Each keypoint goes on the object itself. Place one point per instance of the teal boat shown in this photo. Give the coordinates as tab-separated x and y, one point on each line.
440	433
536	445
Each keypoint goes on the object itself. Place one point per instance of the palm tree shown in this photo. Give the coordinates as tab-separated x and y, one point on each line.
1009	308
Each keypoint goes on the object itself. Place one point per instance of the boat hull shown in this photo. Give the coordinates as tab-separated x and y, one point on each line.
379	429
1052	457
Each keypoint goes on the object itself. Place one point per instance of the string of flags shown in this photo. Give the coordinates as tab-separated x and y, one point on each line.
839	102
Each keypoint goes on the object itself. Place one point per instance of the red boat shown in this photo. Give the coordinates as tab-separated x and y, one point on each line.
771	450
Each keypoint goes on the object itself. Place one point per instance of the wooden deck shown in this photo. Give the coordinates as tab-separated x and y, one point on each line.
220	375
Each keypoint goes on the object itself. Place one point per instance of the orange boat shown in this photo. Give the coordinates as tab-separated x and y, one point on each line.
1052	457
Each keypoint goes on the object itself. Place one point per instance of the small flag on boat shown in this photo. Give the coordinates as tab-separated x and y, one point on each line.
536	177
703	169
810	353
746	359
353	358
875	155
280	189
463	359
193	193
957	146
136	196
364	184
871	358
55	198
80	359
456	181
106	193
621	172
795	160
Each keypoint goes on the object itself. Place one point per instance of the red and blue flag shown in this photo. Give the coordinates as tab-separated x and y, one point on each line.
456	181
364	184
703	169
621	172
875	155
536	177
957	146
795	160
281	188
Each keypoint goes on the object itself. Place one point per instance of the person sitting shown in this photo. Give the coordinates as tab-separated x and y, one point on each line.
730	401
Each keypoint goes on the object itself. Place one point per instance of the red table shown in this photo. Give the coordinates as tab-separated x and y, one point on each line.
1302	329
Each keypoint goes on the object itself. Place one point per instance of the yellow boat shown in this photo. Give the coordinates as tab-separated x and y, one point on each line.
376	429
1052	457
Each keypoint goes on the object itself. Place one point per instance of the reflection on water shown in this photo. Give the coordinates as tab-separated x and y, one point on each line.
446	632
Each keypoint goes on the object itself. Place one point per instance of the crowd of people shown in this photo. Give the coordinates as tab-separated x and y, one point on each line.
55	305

┄┄┄┄┄┄┄┄┄┄

Direction:
Update the records from the line holding "of the person" through the end of the records, both ends included: swap "yellow boat" for "green boat" and leave everything else unchanged.

Task output:
Each keypoint goes on the object itself. Place one point per instance of the person sitting shown in this photo. Give the coordinates as tab-separated x and y, one point on each line.
730	401
Each keypoint goes on the object itself. Place one point per instance of the red table shown in this photo. Give the coordinates as tab-separated x and y, one point on each line.
1302	329
Each keypoint goes on the object itself. Place one point per instance of the green boat shown in this photo. Give the coordinates as tab-separated x and y, one point on each line.
376	429
1052	457
Each keypoint goes on the object itself. Place one point per instance of the reflection on water shown in this photo. Give the coordinates as tab-separated x and y, one point on each line.
446	632
Each keypoint goes on the object itself. Place one point per instance of the crowd of people shown in this photo. Give the coordinates as tab-separated x and y, one point on each line.
55	305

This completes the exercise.